| Information shown |

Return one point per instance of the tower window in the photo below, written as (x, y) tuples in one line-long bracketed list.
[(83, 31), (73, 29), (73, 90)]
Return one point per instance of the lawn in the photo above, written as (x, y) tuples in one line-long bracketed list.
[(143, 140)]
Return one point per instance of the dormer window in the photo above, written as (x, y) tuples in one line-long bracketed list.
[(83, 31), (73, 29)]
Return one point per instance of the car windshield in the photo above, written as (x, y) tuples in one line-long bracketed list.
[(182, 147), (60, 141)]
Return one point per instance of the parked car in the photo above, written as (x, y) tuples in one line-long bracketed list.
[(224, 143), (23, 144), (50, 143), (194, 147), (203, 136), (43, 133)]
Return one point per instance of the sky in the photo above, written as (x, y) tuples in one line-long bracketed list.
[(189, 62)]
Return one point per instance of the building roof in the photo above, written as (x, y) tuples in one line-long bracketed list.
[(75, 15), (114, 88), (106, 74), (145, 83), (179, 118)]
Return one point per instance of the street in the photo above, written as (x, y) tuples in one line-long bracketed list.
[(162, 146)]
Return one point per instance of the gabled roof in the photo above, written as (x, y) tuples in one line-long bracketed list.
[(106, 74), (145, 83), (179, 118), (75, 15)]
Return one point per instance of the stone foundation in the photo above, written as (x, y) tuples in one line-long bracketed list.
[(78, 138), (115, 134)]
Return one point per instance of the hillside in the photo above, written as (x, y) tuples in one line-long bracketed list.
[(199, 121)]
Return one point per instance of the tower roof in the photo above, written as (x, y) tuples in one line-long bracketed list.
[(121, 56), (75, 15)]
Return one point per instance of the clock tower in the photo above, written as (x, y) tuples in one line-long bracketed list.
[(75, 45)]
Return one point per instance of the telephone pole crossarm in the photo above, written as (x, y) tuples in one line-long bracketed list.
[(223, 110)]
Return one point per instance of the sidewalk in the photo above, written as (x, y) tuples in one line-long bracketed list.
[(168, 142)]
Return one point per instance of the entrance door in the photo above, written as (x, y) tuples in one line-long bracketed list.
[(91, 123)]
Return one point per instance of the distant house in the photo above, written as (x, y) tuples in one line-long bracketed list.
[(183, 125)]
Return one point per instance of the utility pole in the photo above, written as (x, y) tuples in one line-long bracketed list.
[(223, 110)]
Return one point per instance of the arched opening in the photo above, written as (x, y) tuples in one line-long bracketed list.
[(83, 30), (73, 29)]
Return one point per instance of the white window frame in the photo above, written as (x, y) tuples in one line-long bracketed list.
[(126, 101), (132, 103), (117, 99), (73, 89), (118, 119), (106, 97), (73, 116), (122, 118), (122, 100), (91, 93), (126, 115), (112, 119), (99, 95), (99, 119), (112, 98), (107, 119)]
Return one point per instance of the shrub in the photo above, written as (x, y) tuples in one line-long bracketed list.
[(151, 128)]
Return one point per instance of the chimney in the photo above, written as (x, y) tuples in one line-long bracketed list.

| Problem to work on |
Rewrite every line of the records between the line holding "Return one point per instance of the gabled" and the line holding "[(106, 74), (145, 83), (179, 118), (75, 15)]", inclusive, adding 6 to each coordinate in the answers.

| Correct response |
Return one point per instance of the gabled roof in the photo above, written as (x, y) tuples in one line-long bracketed list.
[(112, 80), (151, 89), (185, 124), (81, 21)]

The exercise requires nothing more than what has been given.